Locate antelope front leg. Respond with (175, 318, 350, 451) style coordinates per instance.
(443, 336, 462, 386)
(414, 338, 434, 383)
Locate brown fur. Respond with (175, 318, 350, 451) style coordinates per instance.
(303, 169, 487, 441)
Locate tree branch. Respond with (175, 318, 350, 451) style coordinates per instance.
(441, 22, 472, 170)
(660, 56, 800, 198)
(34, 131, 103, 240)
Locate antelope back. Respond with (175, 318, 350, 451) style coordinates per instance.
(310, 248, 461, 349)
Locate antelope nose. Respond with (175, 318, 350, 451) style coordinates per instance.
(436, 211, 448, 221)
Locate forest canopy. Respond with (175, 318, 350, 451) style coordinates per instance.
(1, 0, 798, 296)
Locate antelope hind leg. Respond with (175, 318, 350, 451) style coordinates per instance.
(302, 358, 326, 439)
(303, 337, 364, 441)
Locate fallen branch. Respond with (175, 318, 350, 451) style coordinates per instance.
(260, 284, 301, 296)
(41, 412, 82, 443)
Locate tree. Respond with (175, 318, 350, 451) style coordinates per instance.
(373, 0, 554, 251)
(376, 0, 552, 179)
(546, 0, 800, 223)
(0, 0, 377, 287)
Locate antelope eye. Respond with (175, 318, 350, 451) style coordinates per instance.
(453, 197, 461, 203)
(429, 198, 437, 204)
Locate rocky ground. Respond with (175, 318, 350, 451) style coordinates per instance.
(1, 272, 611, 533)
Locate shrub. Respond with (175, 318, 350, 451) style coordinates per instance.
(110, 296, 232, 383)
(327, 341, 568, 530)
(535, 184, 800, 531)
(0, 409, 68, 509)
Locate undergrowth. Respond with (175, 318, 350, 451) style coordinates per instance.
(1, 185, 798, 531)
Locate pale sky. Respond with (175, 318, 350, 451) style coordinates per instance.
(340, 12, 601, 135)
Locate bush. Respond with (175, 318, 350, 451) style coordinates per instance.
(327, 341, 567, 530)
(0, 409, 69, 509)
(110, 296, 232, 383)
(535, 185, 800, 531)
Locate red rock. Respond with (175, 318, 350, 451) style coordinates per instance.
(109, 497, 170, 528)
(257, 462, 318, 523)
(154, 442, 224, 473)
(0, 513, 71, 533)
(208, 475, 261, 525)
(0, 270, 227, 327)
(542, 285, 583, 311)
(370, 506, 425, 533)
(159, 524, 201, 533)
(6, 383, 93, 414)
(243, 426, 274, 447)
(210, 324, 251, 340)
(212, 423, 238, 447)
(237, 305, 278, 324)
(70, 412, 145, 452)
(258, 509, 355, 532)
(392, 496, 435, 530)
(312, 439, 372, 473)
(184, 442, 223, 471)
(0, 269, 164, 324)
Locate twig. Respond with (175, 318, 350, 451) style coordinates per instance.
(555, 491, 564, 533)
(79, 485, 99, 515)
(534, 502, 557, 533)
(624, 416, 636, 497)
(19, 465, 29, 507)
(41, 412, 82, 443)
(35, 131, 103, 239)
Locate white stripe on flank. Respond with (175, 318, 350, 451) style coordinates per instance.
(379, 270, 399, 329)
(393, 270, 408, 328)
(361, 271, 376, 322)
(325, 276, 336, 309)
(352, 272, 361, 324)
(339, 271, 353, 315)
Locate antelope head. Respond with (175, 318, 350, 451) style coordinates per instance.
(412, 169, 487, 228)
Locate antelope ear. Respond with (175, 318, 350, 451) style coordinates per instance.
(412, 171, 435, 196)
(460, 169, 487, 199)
-=-=-=-=-
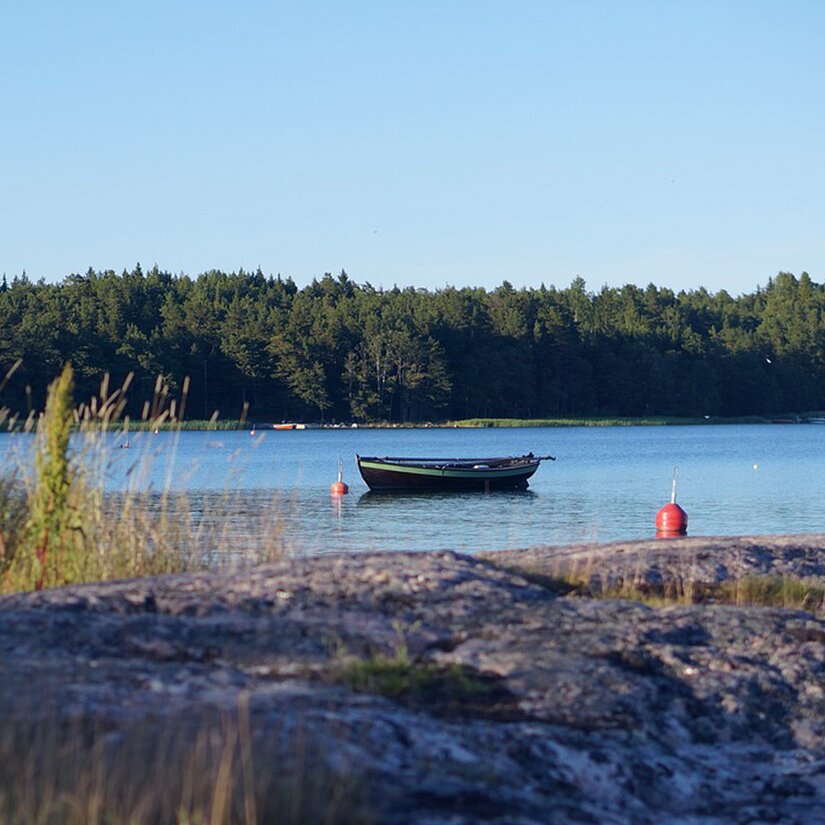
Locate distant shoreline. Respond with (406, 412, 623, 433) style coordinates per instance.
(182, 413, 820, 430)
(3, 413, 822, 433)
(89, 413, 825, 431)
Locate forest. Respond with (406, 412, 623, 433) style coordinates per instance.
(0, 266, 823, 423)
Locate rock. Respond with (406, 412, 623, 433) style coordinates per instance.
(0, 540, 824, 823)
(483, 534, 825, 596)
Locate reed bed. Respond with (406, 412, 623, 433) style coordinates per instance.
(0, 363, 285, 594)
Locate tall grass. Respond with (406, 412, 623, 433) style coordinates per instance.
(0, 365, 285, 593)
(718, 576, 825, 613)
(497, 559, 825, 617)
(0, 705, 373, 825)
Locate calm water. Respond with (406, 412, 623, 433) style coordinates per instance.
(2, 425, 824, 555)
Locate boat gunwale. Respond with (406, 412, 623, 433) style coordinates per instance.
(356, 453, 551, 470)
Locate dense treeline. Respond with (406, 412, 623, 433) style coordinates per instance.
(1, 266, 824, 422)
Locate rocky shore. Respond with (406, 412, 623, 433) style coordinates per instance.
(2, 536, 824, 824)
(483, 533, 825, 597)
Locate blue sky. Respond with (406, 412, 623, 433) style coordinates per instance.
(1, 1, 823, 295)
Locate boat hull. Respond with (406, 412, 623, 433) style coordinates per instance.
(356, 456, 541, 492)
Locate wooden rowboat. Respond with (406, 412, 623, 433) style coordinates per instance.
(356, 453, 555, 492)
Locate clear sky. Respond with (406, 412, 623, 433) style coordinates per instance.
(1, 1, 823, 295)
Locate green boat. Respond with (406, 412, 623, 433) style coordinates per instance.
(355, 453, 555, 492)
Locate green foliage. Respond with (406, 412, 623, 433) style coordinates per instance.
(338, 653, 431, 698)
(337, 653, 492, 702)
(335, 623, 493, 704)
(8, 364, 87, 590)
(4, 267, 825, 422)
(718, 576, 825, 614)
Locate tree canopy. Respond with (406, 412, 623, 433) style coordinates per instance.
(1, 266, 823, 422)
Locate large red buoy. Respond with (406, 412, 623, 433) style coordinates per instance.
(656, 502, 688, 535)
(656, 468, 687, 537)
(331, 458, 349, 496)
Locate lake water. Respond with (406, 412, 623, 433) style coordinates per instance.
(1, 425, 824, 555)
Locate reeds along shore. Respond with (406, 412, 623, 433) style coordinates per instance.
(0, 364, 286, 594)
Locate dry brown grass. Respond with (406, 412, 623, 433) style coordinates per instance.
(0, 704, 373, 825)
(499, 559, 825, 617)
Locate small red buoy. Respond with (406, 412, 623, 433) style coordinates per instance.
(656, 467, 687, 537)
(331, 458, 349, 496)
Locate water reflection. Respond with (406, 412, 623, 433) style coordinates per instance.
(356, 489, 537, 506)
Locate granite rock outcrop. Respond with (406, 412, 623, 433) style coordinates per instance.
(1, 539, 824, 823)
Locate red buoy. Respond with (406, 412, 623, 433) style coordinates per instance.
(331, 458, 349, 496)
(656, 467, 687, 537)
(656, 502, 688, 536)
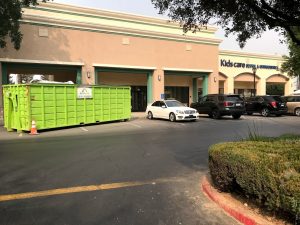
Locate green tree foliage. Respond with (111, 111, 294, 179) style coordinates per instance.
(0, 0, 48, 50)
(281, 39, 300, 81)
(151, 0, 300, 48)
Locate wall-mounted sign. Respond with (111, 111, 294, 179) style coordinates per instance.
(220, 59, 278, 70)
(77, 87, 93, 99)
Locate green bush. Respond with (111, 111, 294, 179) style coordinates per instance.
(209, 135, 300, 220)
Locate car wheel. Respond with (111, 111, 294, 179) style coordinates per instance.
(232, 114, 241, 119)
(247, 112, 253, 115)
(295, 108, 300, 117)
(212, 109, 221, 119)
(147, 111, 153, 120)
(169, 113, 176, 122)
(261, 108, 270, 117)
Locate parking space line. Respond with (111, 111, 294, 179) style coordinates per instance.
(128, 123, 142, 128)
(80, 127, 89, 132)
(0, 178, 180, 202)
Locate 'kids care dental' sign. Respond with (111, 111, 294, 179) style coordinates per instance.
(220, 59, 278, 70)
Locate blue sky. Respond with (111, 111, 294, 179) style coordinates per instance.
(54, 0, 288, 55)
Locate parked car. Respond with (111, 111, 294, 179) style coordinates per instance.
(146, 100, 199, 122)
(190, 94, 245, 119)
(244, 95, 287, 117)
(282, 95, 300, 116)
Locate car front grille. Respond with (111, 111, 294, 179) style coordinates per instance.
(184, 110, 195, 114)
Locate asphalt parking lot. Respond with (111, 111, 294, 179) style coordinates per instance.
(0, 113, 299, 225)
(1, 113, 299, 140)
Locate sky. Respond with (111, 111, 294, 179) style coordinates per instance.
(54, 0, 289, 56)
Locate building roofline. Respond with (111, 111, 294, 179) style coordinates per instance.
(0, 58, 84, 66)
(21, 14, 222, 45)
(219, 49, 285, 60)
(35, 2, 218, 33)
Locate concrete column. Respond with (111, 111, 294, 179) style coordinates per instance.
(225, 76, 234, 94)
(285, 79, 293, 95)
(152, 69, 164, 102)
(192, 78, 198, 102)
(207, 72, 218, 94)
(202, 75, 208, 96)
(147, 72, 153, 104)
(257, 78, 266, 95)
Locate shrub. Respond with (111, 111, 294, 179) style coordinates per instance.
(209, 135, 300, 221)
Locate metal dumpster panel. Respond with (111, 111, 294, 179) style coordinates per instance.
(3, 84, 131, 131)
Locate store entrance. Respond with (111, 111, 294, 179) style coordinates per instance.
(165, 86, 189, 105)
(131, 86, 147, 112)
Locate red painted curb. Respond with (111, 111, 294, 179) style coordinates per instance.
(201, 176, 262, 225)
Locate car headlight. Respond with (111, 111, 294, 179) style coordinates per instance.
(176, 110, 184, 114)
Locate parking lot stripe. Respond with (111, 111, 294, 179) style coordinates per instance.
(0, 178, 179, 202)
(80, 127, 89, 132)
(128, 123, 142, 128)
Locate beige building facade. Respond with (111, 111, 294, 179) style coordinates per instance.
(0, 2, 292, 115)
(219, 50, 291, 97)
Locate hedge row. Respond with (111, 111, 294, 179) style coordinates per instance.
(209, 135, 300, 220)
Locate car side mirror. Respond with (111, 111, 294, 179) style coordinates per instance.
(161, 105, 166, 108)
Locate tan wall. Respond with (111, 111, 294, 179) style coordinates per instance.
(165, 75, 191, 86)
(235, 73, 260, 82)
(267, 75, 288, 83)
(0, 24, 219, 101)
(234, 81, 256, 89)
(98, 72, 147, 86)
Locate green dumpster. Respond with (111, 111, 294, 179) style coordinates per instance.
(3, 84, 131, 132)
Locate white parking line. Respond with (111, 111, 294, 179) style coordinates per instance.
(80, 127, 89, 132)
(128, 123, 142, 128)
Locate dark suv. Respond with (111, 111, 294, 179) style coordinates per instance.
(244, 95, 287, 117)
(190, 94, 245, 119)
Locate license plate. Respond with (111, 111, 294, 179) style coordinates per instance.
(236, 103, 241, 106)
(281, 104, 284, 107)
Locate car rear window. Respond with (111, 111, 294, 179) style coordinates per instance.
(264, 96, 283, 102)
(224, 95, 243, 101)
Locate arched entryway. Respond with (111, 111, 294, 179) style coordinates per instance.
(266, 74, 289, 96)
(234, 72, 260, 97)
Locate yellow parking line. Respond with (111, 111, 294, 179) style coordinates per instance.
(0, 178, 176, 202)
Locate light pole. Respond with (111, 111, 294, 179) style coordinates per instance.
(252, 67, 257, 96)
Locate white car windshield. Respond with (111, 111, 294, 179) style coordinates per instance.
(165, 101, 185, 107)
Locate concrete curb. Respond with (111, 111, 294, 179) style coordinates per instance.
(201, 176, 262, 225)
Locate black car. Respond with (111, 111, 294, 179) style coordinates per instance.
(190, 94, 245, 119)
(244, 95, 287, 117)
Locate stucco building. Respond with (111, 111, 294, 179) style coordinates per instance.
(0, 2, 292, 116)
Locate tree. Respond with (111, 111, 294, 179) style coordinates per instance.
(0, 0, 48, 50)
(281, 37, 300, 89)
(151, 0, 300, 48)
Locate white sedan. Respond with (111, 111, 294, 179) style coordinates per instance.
-=-=-=-=-
▸ TO DO: Look above for the line that contains "Locate concrete curb.". Starting there, transcribe every line exactly until you have copied the line that contains "Locate white sedan.".

▸ FINAL ANSWER:
Locate concrete curb. Respond with (111, 111, 294, 179) style coordinates per instance.
(201, 176, 262, 225)
Locate black car. Respond with (111, 111, 294, 179) style coordinates per instance.
(190, 94, 245, 119)
(244, 95, 287, 117)
Locate stucco building. Respond with (111, 111, 294, 179) style coordinates per instance.
(0, 2, 292, 116)
Locate tree. Respond with (111, 111, 294, 179) style coordinates per instance.
(0, 0, 48, 50)
(281, 37, 300, 89)
(151, 0, 300, 48)
Locate white sedan. Respond with (111, 111, 294, 179) style coordinates per instance.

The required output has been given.